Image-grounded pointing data
-----
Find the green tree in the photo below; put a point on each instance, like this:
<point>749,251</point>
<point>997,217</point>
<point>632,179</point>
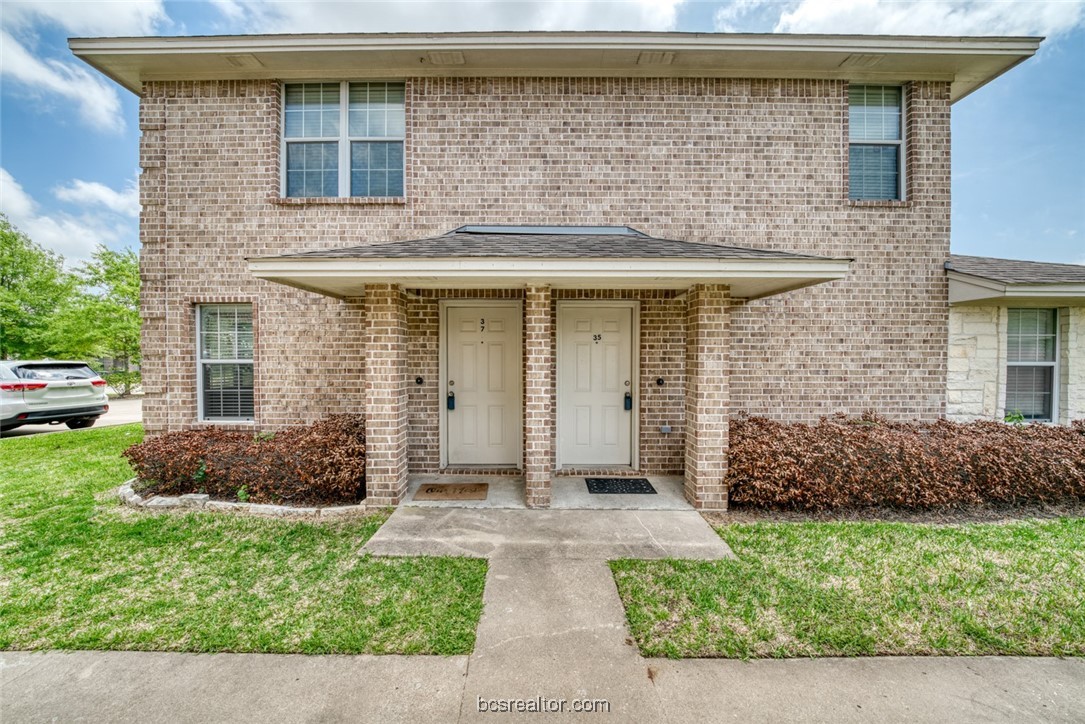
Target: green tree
<point>102,318</point>
<point>33,288</point>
-----
Repeat each of the records exactly as written, except for the pictures, which are to be left out.

Find the green tree in the photo below; put a point on each instance, like this:
<point>749,251</point>
<point>997,217</point>
<point>632,179</point>
Target: green tree
<point>102,318</point>
<point>33,288</point>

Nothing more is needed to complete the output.